- Texte proposé:
● ● ● ●

# it's slushy



## Charlie Parker

Chaque jour en cours de français je demande aux élèves : "Quel temps fait-il ?" Aujourd'hui quelqu'un m'a demandé : "Comment dit-on 'It's slushy'?" J'ai séché. Je lui ai dit "Peut-être il y a de la neige fondue?" Y a-t-il une expression pour ça? Merci d'avance.


----------



## Gutenberg

Cité de Wordreference:
"Les Québécois appellent ça familièrement de la "sloshe" (<ang. _slush_). C'est exactement ce que tu décris : de la neige à moitié fondue, mêlée de boue. C'est dégoûtant, froid et ça rentre dans les chaussures !"


----------



## itka

Et comme ça n'existe pas en France, on n'a pas de mot pour ça ! 
Bon, je plaisante. Ça existe sûrement dans certaines régions, mais je ne sais pas comment ça s'appelle ...


----------



## bobepine

On peut aussi parler de _gadoue, _mais effectivement, on dit pas mal tous _sloche._


----------



## mcdonald

En Suisse, paraît-il que ça s'appelle _de la tiaffe_, en France _de la soupe_. Je tire ça du dico Antidote.


----------



## archijacq

la neige à demi-fondue est qualifiée de "soupe"
(Au printemps, en bas des pistes, on skie sur de la soupe)


----------



## KaRiNe_Fr

Salut Charlie,

La soupe, oui. Mais j'aimais bien la bouillasse, tiré de cet autre fil.


----------



## Titibzh

La bouillasse ne fait pas nécessairement référence à la neige mais plutot à la boue issue de fortes pluies.

● ● ● ●

- Extraits de données:

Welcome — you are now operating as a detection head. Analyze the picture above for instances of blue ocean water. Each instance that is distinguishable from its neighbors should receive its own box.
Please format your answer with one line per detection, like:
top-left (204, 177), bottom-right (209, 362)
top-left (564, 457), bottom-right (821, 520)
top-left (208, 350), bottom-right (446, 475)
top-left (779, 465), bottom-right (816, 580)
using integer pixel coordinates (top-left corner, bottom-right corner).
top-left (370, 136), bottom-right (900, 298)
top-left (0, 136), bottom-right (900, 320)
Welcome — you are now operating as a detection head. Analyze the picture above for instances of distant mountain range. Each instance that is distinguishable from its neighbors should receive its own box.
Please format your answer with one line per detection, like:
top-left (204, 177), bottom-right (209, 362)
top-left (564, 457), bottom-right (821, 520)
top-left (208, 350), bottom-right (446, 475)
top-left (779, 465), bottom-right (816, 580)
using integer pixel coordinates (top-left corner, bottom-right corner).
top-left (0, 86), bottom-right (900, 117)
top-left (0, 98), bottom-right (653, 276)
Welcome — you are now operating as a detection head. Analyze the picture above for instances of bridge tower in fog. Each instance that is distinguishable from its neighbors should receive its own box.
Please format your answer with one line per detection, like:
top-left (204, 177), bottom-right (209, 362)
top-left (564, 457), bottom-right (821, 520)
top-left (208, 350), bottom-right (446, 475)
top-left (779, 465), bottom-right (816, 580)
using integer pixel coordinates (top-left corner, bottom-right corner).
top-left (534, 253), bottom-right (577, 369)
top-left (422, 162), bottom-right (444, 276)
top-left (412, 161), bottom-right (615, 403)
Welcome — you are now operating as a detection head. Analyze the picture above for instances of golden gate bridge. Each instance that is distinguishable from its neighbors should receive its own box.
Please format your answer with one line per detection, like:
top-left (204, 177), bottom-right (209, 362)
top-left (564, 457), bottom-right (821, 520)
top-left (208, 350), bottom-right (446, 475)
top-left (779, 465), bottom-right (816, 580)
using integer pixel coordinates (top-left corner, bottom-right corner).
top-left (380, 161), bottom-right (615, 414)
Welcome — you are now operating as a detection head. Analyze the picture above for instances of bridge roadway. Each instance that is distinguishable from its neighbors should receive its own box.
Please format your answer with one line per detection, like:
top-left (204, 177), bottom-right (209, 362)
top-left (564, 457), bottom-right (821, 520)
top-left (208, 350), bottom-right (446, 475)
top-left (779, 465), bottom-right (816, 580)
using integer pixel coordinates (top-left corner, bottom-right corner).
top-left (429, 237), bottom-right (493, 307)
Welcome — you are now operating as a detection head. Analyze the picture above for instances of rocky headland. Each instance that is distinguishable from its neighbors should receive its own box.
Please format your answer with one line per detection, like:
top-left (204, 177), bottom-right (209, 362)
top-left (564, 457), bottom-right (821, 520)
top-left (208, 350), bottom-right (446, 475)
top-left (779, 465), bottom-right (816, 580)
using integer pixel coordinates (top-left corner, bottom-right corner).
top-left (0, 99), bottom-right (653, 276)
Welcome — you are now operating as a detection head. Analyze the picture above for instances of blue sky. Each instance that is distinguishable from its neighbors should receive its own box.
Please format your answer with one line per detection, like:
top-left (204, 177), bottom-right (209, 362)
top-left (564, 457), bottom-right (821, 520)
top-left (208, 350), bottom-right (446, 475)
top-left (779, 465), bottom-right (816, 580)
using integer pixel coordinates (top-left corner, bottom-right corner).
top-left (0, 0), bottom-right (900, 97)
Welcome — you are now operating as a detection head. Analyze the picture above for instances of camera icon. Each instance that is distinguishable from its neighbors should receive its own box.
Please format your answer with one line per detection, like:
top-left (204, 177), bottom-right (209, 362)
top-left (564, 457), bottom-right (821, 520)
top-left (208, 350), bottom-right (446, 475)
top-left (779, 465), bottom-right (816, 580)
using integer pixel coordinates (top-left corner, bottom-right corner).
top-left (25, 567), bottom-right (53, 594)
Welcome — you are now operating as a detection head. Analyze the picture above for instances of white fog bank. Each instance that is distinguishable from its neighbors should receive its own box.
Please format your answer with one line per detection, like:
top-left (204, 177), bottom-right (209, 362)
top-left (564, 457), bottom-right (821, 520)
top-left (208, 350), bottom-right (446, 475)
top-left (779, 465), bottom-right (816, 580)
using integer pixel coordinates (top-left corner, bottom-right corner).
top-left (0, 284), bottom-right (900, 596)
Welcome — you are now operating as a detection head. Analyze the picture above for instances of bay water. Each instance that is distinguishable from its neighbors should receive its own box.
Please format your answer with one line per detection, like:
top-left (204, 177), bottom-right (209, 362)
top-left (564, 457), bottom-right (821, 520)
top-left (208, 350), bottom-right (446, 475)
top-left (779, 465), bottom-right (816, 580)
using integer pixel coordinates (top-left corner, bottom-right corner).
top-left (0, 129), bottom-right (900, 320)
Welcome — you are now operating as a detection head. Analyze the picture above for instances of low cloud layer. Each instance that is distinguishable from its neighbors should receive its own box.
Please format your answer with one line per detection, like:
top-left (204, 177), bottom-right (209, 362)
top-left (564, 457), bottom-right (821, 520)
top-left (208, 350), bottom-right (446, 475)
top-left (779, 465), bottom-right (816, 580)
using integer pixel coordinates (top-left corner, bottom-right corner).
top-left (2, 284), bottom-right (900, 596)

● ● ● ●

- Objectif de l'exercice: Dans le fil de discussion, reformulez en deux phrases au plus le paragraphe qui commence par « Chaque jour en cours de français » en conservant ses faits principaux. Les entrées n'ont aucun rapport avec le texte.

- Corrigé de l'exercice: En cours de français, la personne qui écrit demande chaque jour aux élèves quel temps il fait, et aujourd'hui quelqu'un a voulu savoir comment dire « It's slushy ». Sans réponse sûre, elle a proposé « Peut-être il y a de la neige fondue ? » et demande s'il existe une expression pour cela.